= Job =
Extract every line of the records below and copy each one verbatim, in its original order.

Pointing and labeling records
--*--

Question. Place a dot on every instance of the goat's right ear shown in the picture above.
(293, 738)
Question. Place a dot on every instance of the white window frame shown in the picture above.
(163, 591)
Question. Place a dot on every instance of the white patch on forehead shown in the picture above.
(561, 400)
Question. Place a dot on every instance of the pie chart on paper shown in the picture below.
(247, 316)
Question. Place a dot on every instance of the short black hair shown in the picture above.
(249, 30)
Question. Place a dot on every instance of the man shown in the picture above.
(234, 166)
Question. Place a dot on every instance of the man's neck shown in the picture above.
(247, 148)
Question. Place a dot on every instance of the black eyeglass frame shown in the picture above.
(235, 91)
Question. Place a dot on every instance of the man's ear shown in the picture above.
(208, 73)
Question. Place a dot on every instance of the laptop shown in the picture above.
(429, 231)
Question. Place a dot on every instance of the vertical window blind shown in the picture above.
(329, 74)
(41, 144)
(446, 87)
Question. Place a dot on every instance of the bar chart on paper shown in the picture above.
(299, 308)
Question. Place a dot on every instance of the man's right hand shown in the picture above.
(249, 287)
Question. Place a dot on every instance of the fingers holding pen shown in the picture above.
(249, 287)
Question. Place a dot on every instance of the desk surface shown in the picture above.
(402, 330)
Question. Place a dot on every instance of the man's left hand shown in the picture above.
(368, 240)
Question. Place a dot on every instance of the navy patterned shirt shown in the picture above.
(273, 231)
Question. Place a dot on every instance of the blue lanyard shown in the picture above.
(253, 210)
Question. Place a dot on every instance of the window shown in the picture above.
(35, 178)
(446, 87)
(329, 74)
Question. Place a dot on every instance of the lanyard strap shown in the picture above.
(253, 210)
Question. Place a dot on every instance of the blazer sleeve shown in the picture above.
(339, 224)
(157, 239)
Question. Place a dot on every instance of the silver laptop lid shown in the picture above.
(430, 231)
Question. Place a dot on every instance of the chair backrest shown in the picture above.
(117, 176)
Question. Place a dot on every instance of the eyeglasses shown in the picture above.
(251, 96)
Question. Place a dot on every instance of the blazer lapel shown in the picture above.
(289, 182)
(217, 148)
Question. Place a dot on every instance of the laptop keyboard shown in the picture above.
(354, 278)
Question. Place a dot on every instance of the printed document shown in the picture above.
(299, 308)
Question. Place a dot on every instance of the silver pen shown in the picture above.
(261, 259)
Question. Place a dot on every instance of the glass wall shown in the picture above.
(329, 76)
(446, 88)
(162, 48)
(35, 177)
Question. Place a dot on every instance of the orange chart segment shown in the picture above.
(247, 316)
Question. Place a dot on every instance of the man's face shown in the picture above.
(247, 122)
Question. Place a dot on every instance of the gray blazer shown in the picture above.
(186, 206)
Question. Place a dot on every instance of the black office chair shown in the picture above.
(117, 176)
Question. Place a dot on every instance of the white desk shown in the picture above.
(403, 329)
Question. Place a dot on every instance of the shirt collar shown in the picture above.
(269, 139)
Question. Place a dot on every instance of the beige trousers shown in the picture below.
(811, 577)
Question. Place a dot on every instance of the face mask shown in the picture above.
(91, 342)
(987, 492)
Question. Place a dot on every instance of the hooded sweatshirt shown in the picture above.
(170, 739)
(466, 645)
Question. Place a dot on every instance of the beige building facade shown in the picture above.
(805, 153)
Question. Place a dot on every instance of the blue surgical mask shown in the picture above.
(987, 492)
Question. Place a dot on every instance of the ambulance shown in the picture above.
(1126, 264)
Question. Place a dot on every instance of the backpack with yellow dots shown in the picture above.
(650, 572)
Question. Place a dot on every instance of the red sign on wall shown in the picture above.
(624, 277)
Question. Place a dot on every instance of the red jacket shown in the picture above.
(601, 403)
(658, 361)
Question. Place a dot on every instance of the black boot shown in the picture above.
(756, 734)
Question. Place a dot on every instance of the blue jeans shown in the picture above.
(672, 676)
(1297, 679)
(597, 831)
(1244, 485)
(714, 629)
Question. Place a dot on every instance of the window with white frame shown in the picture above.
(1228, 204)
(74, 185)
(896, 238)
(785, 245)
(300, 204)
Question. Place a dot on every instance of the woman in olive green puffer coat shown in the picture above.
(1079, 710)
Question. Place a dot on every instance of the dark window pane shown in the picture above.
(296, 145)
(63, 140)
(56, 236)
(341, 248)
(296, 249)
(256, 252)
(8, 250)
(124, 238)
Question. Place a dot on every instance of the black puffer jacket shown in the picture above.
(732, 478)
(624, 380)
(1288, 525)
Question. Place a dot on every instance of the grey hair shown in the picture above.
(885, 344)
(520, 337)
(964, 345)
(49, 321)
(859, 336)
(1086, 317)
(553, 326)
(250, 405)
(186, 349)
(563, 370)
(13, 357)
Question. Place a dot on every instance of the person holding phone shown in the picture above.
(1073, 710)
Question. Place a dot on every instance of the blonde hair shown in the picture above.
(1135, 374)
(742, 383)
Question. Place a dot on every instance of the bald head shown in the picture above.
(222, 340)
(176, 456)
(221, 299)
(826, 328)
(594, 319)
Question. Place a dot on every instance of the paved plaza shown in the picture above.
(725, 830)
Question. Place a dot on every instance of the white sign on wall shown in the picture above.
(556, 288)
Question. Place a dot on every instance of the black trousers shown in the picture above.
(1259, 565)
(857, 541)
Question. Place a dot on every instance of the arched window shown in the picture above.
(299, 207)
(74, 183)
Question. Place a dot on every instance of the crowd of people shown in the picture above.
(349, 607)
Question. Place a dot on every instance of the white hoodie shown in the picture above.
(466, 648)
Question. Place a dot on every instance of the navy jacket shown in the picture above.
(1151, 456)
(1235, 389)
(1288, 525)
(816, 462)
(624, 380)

--*--

= Exercise output =
Question. Place a dot on every instance of the goat's right ear shown in the picture above.
(293, 738)
Question. Place a dot on every instance of the white window frame shown in the picture above.
(163, 591)
Question. Place a dot on every instance of the white patch on forehead shown in the picture above.
(561, 400)
Question. Place a dot on every instance of the pie chart on paper shown in the picture below.
(247, 316)
Question. Place a dot on every instance of the short black hair shown in the picture above.
(249, 30)
Question. Place a dot on every instance of the man shown in the picture above.
(234, 166)
Question. Place a dot on every instance of the man's neck shown in the picture above.
(247, 148)
Question. Place a dot on every instance of the black eyeglass frame shown in the picture above.
(235, 91)
Question. Place a dot on every instance of the man's ear shown in the picture above.
(208, 73)
Question. Place a dot on every instance of the laptop shown in the picture above.
(429, 231)
Question. Place a dot on every instance of the vertical window blind shown in the picture above.
(329, 74)
(41, 144)
(446, 87)
Question. Place a dot on every instance of the bar chart on paper shown in the picture above.
(299, 308)
Question. Place a dot on every instance of the man's right hand shown in the picture above.
(249, 287)
Question. Place a dot on every instance of the fingers holding pen shown in the picture above.
(249, 287)
Question. Place a dot on every instance of the desk surface shown in the picture above.
(402, 330)
Question. Place a dot on every instance of the man's left hand shown in the picture above.
(368, 240)
Question. Place a dot on every instance of the navy patterned shirt shown in the picture above.
(273, 231)
Question. Place a dot on every instance of the blue lanyard shown in the picture above.
(253, 210)
Question. Place a dot on every instance of the window shown in the picture above.
(35, 178)
(446, 87)
(329, 74)
Question. Place a dot on every instance of the lanyard strap shown in the picture above.
(253, 210)
Question. Place a dot on every instance of the blazer sleeve shown in the picture above.
(339, 224)
(157, 239)
Question. Place a dot on every instance of the silver laptop lid shown in the picture above.
(430, 231)
Question. Place a dot on every instance of the chair backrest shown in the picture above.
(117, 176)
Question. Place a dot on every instance of the eyeglasses shown in the picture above.
(251, 96)
Question. Place a dot on every instance of the blazer lapel shown in the picture above.
(289, 182)
(217, 148)
Question. Place a dot on every instance of the laptop keyboard shown in the picture above.
(354, 278)
Question. Place a dot on every instance of the printed document shown in the picture above.
(299, 308)
Question. Place a dot on every instance of the silver pen shown in the picture above.
(261, 259)
Question. Place a dot on every instance of the glass wall shown in the picture above.
(329, 76)
(446, 88)
(162, 48)
(35, 177)
Question. Place a dot on every instance of the orange chart segment shown in the picture above.
(247, 316)
Question. Place a dot on every instance of the man's face shown in the picture above.
(247, 122)
Question. Place a dot on every instance of the gray blazer shown in the picture above.
(186, 206)
Question. Place a dot on every instance of the black office chair shown in the picture above.
(117, 176)
Question. Place a dot on every instance of the white desk shown in the picture above.
(403, 329)
Question. Place a dot on every instance of the shirt collar shown in the picture above.
(269, 139)
Question. Place a dot on every instance of the beige trousers shown in the picture below.
(811, 577)
Question. Place a dot on every instance of the face mask shown in the picture above.
(91, 342)
(987, 492)
Question. Place a dot on every instance of the hooded sweatshirt shown in the picture above.
(170, 739)
(466, 645)
Question. Place a dot on every instance of the beige building facade shown in the picture above.
(805, 153)
Question. Place a dot on every instance of the blue surgical mask shown in the picture above.
(987, 492)
Question. Place a dot on every instance of the ambulance shown in the picture above.
(1126, 264)
Question. Place a dot on every instance of the backpack with yellow dots shown in the picture above.
(650, 572)
Question. Place a dot on every instance of the red sign on wall shown in the picture above.
(624, 277)
Question. Place a dot on every instance of the red jacket shown in the picture above.
(601, 403)
(658, 361)
Question. Place a dot on every instance of the black boot shown in the picture above.
(756, 734)
Question. Place a dot on every instance of the blue jeans shown in the picture above.
(672, 676)
(1297, 679)
(597, 831)
(1244, 485)
(714, 629)
Question. Place a dot on every instance of the window with white frame shown in the picture above.
(1228, 204)
(74, 185)
(896, 238)
(785, 245)
(300, 204)
Question. Place a dot on every instance of the woman in olive green puffer coat shown in the picture above.
(1079, 710)
Question. Place a dot on every instance of the dark window pane shown in the picture above.
(296, 145)
(63, 140)
(56, 236)
(341, 248)
(296, 249)
(256, 252)
(8, 250)
(124, 238)
Question. Place a dot on every instance of the black puffer jacket shown in the picture above.
(732, 478)
(624, 380)
(1288, 525)
Question. Place a dot on every instance of the grey hair shown in the picture above.
(885, 344)
(520, 337)
(964, 345)
(49, 321)
(859, 336)
(1086, 317)
(553, 326)
(250, 405)
(186, 349)
(563, 370)
(13, 357)
Question. Place a dot on every instance of the person holding phone shown in the picture above.
(1073, 710)
Question. Place a dot on every instance of the blonde hair shown in the picture above.
(1135, 374)
(742, 383)
Question. Place a dot on every instance of the bald head shown in the picture above.
(222, 340)
(176, 456)
(221, 299)
(826, 328)
(594, 319)
Question. Place a dot on every instance of the paved plaza shown in the picture above.
(725, 830)
Question. Place a dot on every instance of the white sign on wall shown in the picture above.
(556, 288)
Question. Place a dot on every instance of the black trousers shown in the picture above.
(1259, 565)
(857, 541)
Question. Place a dot on every instance of the arched window shown in the picture above.
(299, 207)
(74, 183)
Question. Place a dot on every instance of the crowd of people shown in the picture above.
(349, 607)
Question. Place a dot on every instance of the white hoodie shown in the picture above.
(466, 648)
Question. Place a dot on every instance of the navy jacket shown in the picture above.
(1151, 456)
(1235, 389)
(1288, 525)
(816, 462)
(624, 380)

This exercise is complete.